## Goal of the exercise
Reproduce the section of the listing that begins at the line containing "pixel 423 337" and finishes at the line containing "pixel 88 325". Include both end lines and nothing beyond them.

## Source data
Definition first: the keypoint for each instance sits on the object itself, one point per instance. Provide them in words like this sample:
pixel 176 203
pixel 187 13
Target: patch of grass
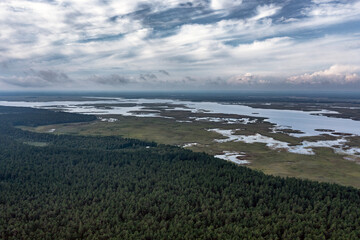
pixel 325 166
pixel 37 144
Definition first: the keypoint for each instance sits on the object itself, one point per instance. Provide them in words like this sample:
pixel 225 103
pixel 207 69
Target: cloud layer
pixel 142 44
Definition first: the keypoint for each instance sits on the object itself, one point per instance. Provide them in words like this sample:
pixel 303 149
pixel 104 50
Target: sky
pixel 179 45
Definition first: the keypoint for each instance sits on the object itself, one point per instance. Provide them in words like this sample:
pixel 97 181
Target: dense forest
pixel 76 187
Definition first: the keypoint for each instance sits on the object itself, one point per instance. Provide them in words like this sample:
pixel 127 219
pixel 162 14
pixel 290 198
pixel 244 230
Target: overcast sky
pixel 175 44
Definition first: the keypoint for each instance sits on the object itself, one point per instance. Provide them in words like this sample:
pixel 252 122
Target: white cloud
pixel 266 11
pixel 336 74
pixel 224 4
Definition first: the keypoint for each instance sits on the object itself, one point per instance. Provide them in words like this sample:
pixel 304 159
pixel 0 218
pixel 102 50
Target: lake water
pixel 298 120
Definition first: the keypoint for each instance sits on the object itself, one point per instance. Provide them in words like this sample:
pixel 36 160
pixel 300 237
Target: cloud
pixel 164 72
pixel 336 74
pixel 148 77
pixel 265 11
pixel 202 39
pixel 224 4
pixel 42 78
pixel 246 79
pixel 113 79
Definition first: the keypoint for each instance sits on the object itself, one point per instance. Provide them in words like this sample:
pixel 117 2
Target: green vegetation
pixel 79 187
pixel 325 166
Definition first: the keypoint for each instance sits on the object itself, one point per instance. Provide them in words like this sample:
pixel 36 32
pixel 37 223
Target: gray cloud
pixel 41 78
pixel 164 72
pixel 113 79
pixel 200 38
pixel 148 77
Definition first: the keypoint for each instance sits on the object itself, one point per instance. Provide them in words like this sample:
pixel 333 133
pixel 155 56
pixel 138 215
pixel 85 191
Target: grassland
pixel 325 166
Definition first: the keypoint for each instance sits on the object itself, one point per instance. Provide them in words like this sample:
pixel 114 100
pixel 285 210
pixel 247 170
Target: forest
pixel 81 187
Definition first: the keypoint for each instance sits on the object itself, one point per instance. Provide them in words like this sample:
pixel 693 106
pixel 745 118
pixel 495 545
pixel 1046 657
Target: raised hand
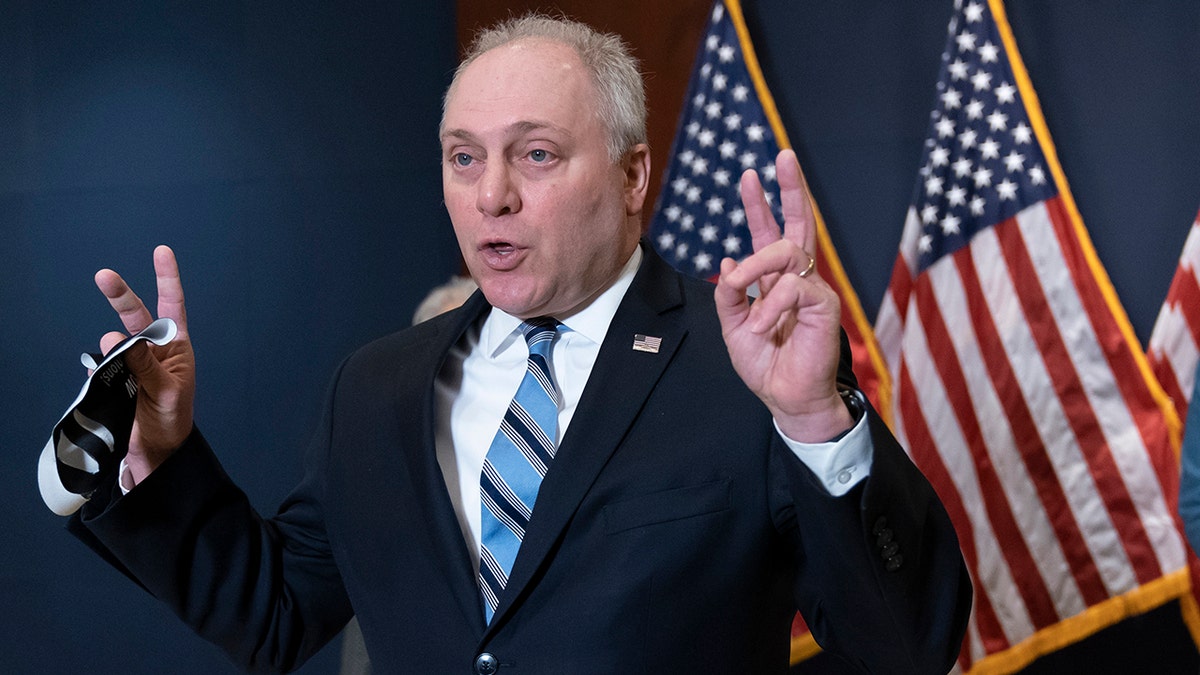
pixel 166 375
pixel 785 345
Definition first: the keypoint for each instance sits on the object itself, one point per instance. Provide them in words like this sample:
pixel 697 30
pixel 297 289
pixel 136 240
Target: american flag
pixel 729 125
pixel 1174 347
pixel 1018 384
pixel 1174 354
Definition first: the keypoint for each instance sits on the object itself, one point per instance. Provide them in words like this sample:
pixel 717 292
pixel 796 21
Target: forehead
pixel 527 81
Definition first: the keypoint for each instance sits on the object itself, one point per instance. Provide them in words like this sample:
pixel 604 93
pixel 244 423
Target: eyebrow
pixel 516 129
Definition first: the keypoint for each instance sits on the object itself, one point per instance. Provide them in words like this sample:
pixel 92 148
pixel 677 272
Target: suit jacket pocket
pixel 666 506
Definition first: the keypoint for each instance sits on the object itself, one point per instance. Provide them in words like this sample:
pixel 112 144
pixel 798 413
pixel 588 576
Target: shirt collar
pixel 592 322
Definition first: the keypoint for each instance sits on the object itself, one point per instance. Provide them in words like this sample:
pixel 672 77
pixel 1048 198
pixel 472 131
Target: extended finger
pixel 761 222
pixel 171 287
pixel 732 303
pixel 799 222
pixel 131 310
pixel 780 257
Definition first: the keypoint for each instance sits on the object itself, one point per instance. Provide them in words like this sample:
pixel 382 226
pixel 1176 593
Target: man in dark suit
pixel 713 467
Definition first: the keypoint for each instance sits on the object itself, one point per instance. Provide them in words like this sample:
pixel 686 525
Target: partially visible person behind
pixel 597 465
pixel 441 299
pixel 444 298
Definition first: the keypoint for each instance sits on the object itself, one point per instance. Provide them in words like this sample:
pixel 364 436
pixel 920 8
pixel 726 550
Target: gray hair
pixel 621 91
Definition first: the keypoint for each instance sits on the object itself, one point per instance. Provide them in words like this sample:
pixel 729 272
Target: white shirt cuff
pixel 839 464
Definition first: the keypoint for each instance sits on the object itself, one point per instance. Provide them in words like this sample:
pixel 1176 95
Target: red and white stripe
pixel 1018 395
pixel 1175 341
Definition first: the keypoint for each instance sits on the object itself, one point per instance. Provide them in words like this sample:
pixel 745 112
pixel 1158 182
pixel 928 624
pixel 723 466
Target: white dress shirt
pixel 484 370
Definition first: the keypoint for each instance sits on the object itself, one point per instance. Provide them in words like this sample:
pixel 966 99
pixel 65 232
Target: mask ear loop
pixel 82 449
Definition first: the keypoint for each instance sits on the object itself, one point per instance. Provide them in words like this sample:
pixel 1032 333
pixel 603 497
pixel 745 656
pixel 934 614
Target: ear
pixel 637 178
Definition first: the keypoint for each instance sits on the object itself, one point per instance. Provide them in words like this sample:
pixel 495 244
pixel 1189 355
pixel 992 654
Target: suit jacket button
pixel 883 537
pixel 486 664
pixel 881 524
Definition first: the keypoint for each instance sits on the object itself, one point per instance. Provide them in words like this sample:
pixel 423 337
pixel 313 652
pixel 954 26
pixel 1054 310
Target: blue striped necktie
pixel 516 463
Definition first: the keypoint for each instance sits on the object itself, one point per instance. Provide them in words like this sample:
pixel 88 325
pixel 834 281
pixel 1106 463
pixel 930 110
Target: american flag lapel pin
pixel 647 344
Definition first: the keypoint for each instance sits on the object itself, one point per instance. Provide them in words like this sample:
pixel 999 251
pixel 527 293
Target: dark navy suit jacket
pixel 673 533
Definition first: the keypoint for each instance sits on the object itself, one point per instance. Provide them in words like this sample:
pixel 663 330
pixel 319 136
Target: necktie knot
pixel 539 332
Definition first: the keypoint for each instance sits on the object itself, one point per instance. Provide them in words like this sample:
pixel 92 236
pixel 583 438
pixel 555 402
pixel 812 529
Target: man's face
pixel 544 217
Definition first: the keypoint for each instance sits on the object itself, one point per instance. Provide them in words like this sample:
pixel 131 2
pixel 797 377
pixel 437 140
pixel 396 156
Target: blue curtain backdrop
pixel 288 151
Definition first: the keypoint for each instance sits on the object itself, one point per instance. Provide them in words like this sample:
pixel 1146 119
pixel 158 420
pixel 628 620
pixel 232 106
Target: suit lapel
pixel 444 535
pixel 621 381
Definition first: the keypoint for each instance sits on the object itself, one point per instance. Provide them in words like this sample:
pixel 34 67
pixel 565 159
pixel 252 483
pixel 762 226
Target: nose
pixel 497 191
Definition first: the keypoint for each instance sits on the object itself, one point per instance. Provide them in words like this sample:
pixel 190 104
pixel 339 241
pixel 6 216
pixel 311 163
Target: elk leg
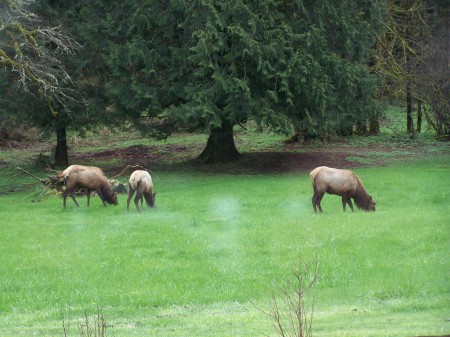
pixel 99 192
pixel 72 194
pixel 130 195
pixel 344 202
pixel 317 197
pixel 349 202
pixel 65 197
pixel 136 200
pixel 318 200
pixel 314 202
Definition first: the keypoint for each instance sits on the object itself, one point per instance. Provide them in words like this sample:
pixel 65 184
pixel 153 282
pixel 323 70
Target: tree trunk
pixel 61 156
pixel 374 126
pixel 409 120
pixel 220 146
pixel 419 116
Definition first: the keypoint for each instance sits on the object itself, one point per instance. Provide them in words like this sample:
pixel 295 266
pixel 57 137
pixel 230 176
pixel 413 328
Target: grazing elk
pixel 92 179
pixel 339 182
pixel 141 183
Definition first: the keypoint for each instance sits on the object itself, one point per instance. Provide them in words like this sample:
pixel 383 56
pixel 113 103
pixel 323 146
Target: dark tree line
pixel 291 66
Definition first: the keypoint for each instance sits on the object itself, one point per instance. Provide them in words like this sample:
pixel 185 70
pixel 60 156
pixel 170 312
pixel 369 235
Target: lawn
pixel 207 261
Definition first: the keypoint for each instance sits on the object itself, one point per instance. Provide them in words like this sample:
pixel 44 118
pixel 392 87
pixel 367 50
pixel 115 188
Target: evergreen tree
pixel 212 65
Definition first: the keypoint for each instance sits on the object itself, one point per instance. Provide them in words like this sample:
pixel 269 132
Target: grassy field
pixel 223 239
pixel 217 242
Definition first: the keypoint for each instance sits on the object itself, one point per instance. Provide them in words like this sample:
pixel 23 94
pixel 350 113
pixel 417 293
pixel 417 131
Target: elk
pixel 141 183
pixel 339 182
pixel 92 179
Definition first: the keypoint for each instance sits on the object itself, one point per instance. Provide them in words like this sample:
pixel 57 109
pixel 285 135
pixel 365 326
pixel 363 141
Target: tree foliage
pixel 211 65
pixel 413 55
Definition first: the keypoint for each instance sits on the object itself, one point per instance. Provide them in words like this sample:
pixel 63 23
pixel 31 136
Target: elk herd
pixel 344 183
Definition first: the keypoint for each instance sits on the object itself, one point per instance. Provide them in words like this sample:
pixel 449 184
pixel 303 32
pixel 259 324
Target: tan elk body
pixel 339 182
pixel 92 179
pixel 141 183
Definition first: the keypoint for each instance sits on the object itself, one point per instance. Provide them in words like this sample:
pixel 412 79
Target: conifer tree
pixel 212 65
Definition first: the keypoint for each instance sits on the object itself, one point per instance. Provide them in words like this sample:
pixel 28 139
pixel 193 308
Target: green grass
pixel 190 267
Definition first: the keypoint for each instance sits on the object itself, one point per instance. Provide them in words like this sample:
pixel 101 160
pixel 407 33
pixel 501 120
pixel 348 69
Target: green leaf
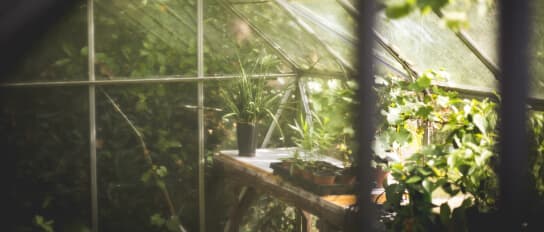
pixel 157 220
pixel 145 177
pixel 455 21
pixel 480 122
pixel 62 62
pixel 396 11
pixel 84 51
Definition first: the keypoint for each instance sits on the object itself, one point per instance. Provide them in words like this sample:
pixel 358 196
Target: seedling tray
pixel 332 189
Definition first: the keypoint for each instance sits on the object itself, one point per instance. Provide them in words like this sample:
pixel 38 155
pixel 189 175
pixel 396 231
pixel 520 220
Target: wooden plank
pixel 250 175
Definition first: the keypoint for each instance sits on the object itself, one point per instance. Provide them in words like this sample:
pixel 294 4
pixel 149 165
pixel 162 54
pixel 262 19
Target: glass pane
pixel 45 145
pixel 216 108
pixel 147 157
pixel 537 51
pixel 139 39
pixel 333 25
pixel 57 54
pixel 483 25
pixel 426 45
pixel 279 26
pixel 229 38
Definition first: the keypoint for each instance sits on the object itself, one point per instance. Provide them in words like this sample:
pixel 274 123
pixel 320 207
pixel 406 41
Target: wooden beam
pixel 273 185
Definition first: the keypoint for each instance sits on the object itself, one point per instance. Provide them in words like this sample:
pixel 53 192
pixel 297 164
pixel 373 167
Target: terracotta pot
pixel 305 174
pixel 247 139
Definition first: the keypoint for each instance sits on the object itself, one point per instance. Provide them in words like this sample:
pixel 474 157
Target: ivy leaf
pixel 157 220
pixel 428 5
pixel 424 111
pixel 173 224
pixel 480 122
pixel 420 84
pixel 455 21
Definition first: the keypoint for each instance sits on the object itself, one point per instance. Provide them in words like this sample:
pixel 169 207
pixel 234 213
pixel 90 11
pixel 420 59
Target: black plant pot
pixel 247 139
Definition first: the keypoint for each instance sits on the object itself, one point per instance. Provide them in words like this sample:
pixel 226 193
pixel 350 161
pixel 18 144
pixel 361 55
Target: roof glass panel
pixel 537 50
pixel 141 39
pixel 335 28
pixel 424 43
pixel 149 136
pixel 56 56
pixel 45 139
pixel 277 24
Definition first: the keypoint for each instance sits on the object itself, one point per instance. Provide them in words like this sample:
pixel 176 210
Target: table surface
pixel 263 158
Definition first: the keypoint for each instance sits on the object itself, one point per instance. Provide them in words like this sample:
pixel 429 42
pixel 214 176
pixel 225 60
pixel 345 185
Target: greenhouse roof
pixel 309 37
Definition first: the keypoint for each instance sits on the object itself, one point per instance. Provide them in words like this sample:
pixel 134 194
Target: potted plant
pixel 248 101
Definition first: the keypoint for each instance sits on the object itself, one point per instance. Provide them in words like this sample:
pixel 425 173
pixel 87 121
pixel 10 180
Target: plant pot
pixel 381 175
pixel 246 137
pixel 345 178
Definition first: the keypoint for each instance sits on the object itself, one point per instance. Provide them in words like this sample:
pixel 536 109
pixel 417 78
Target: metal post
pixel 200 86
pixel 364 121
pixel 513 146
pixel 92 118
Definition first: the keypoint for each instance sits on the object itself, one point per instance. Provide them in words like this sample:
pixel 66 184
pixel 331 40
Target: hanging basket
pixel 246 137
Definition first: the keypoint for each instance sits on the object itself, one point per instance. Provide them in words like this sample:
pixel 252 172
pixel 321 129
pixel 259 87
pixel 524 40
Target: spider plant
pixel 248 100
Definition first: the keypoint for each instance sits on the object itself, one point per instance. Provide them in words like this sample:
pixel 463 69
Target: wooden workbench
pixel 255 173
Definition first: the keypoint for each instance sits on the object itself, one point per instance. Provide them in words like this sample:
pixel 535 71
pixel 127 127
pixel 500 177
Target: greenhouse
pixel 254 115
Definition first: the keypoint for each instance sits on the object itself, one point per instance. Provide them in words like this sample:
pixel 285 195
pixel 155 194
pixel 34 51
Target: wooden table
pixel 255 173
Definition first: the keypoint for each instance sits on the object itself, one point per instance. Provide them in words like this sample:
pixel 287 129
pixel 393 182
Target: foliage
pixel 247 100
pixel 536 151
pixel 454 20
pixel 458 159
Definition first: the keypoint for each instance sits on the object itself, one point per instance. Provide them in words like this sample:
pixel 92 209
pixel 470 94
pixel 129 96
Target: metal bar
pixel 92 117
pixel 364 120
pixel 270 131
pixel 201 151
pixel 142 80
pixel 268 41
pixel 340 60
pixel 513 146
pixel 467 41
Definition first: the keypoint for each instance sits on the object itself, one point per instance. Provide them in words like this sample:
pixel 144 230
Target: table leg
pixel 245 198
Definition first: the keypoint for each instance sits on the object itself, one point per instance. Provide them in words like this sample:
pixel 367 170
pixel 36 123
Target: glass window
pixel 45 143
pixel 143 39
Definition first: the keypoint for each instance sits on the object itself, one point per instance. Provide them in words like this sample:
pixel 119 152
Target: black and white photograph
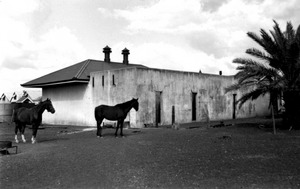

## Exercise answer
pixel 423 337
pixel 313 652
pixel 954 26
pixel 1054 310
Target: blue striped necktie
pixel 516 463
Definition first: the keypoint for each instance sits on the object itself, one point per instance. Provide them in words like this sample:
pixel 88 325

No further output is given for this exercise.